• [Extrait du texte]:

======

Comment les destinataires de l’Exhortation Apostolique ont-ils reçu le message ? Comment l’ont-ils traduit ? Quel discours politique ont-ils mis en place pour mettre en valeur ce qui leur a été confié ? Toutes ces questions demeurent sans réponse. Tout se passe comme si les discours actuels des hiérarchies chrétiennes orientales ignorent les propos de la dite Exhortation Apostolique, pour ne pas dire qu’elles lui seraient hostiles. On a récemment entendu un synode d’évêques exprimer ses préoccupations et ses peurs sur l’avenir du Liban et ses équilibres démographiques, à la suite de l’afflux des réfugiés de Syrie. Il ne fait aucun doute qu’un tel afflux puisse avoir un aspect et des conséquences politiques mais cela n’est pas l’affaire de l’église. Cette dernière fixe les règles morales du problème et rien d’autre. La dignité humaine, inlassablement répétée par Benoît XVI, n’est point tributaire de l’identité religieuse ou sectaire et n’est pas conditionnée par le poids numérique des uns et des autres.

Il est temps de dénoncer la duplicité ainsi que l’onctuosité perfide de nombreuses déclarations et d’écrits qui « dissèquent » les soulèvements arabes en les dévalorisant tout en semblant les appuyer, afin de leur enlever toute possibilité d’entraîner la moindre sympathie auprès de cet Occident dont on ne réalise pas qu’il a radicalement changé depuis les Croisades. A la recherche éperdue d’un protecteur face à un danger hypothétique, le fantasme identitaire de ces groupes, fausse leur perception du monde, paralyse leur jugement moral et les empêche de voir qu’une victime est d’abord une victime. Malheureusement, l’autre, le musulman se trouve souvent réduit à une simple métaphore : le salafiste, le terroriste. Sans visage, sans identité personnelle, cet autre est dépouillé de toute humanité ce qui facilite son rejet ou, en tout cas, l’indifférence à l’égard de son sort.

======

• [Lignes fournies]:
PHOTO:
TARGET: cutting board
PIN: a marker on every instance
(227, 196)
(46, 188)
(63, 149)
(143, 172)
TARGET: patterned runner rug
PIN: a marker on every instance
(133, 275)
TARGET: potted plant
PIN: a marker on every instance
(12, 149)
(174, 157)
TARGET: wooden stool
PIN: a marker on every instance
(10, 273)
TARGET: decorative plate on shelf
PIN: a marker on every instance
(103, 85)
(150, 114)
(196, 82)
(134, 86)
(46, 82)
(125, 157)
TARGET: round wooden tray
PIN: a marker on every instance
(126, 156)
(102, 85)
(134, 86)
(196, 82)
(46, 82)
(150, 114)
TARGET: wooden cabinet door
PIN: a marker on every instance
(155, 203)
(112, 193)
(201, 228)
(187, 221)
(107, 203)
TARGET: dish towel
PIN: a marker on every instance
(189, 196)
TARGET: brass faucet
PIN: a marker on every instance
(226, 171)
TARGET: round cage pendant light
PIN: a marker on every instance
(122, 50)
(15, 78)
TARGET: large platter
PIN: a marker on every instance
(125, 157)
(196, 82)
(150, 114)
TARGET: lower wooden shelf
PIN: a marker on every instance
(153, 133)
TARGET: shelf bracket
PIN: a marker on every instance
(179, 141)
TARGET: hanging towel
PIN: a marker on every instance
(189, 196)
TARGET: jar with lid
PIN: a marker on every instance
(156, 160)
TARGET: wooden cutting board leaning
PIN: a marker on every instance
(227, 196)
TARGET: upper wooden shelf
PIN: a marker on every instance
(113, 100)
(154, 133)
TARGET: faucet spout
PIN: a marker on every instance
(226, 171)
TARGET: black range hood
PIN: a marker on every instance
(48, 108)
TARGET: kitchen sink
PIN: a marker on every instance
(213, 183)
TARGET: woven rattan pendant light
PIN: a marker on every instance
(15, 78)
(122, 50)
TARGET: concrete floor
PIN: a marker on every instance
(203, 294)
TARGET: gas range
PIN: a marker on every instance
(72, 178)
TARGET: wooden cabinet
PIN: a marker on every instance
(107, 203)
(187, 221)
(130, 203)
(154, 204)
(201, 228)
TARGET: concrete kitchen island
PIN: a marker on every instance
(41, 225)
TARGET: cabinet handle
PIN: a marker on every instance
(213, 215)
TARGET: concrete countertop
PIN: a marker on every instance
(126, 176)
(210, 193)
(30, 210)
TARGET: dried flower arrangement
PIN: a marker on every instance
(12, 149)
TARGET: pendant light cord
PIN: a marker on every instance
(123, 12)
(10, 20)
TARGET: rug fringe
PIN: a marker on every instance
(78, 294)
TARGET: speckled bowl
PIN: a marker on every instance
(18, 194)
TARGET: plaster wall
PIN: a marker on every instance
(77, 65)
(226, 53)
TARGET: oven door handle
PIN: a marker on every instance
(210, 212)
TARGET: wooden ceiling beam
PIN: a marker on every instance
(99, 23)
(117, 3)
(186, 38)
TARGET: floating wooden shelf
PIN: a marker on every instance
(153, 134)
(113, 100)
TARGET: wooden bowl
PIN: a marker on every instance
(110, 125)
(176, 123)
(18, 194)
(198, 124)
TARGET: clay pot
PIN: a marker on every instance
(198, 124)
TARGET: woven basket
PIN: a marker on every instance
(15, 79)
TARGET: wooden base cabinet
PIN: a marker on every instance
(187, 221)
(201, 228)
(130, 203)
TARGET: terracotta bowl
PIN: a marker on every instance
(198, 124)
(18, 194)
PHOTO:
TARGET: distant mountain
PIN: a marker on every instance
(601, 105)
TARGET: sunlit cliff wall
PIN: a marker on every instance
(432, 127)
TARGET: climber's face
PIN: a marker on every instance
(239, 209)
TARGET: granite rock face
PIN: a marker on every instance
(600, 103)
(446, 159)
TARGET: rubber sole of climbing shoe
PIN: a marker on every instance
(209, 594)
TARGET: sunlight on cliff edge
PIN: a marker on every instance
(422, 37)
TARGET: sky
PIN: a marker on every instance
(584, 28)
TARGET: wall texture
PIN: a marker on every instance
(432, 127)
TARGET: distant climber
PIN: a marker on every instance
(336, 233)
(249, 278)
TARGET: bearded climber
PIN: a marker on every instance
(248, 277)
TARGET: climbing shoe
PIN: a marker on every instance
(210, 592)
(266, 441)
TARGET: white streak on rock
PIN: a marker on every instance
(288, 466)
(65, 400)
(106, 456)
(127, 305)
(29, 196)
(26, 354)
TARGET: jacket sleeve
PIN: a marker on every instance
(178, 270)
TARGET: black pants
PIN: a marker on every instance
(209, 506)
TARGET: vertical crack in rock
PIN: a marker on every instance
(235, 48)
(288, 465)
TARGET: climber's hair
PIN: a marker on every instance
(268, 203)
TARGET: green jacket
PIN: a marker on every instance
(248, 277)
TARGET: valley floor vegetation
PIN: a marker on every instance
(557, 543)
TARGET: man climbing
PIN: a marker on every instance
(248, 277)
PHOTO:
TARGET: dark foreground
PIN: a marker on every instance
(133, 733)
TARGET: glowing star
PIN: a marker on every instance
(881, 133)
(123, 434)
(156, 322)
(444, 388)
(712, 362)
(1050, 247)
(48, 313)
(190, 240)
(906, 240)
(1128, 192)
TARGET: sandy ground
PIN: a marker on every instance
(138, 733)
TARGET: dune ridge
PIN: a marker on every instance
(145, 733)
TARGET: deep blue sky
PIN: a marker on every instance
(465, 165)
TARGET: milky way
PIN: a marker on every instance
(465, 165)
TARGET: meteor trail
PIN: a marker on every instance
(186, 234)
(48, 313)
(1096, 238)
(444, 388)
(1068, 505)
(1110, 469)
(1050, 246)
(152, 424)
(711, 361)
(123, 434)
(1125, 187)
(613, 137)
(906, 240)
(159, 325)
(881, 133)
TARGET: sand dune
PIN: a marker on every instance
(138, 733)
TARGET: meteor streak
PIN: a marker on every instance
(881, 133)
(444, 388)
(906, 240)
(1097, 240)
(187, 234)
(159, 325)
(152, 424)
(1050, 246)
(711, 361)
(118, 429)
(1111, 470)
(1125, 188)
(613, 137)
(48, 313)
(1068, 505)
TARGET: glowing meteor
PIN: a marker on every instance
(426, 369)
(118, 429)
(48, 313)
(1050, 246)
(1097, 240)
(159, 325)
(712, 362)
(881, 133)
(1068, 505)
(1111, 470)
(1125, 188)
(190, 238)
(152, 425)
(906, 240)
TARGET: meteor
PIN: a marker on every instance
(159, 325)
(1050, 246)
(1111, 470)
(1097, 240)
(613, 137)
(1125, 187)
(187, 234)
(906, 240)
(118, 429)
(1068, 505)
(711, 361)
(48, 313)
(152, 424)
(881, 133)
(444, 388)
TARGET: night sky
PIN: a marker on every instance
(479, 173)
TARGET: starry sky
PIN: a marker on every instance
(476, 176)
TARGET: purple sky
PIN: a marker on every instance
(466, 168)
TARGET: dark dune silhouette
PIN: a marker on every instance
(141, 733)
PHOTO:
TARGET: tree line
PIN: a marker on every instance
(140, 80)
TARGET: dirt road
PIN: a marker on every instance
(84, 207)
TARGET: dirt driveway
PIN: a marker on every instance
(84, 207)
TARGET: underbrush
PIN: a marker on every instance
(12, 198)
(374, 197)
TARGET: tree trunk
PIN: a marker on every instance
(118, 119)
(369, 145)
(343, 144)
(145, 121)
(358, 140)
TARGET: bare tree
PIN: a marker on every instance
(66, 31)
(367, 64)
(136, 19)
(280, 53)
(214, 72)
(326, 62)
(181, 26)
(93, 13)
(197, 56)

======

• [Objectif 1]:
Recopiez fidèlement le passage du texte sur l'Exhortation apostolique qui va de "Il est temps" jusqu'à "de son sort.".
• [Objectif 2]:
Poursuivez le texte sur l'Exhortation apostolique et les hiérarchies chrétiennes orientales à partir de sa dernière phrase.

• [Résultat final 1]:
Il est temps de dénoncer la duplicité ainsi que l’onctuosité perfide de nombreuses déclarations et d’écrits qui « dissèquent » les soulèvements arabes en les dévalorisant tout en semblant les appuyer, afin de leur enlever toute possibilité d’entraîner la moindre sympathie auprès de cet Occident dont on ne réalise pas qu’il a radicalement changé depuis les Croisades. A la recherche éperdue d’un protecteur face à un danger hypothétique, le fantasme identitaire de ces groupes, fausse leur perception du monde, paralyse leur jugement moral et les empêche de voir qu’une victime est d’abord une victime. Malheureusement, l’autre, le musulman se trouve souvent réduit à une simple métaphore : le salafiste, le terroriste. Sans visage, sans identité personnelle, cet autre est dépouillé de toute humanité ce qui facilite son rejet ou, en tout cas, l’indifférence à l’égard de son sort.

• [Résultat final 2]:
Mais il y a plus grave. Nous assistons médusés à l’émergence d’un authentique bréviaire de la haine et du racisme qui ne cherchent plus à se dissimuler hypocritement derrière les embrassades islamo-chrétiennes. Le projet de loi du Rassemblement Orthodoxe est éloquent à cet égard de même que sont éloquents les imprécations haineuses de plusieurs personnalités politiques. Deux mille ans de christianisme et trois siècles d’échanges éducatifs et culturels avec l’Occident, grâce aux congrégations missionnaires, semblent s’être dissipés en fumée. Peut-on sauver quelqu’un malgré lui ? Non. Que peut-on faire face à cela ? L’église romaine a déjà fait le maximum et cela ne semble apparemment servir à rien.

Face à Pilate, Jésus de Nazareth n’avait pas dit un mot, il n’avait pas imploré la protection de César. De même, l’apôtre Pierre ne s’est pas mis sous la protection de Néron pour échapper au supplice. A Damas, il y a plus cynique que Pilate et plus pervers que Néron. Et pourtant, des cohortes entières au sein de ces chrétientés orientales rampent devant un tel régime en chantant ses louanges.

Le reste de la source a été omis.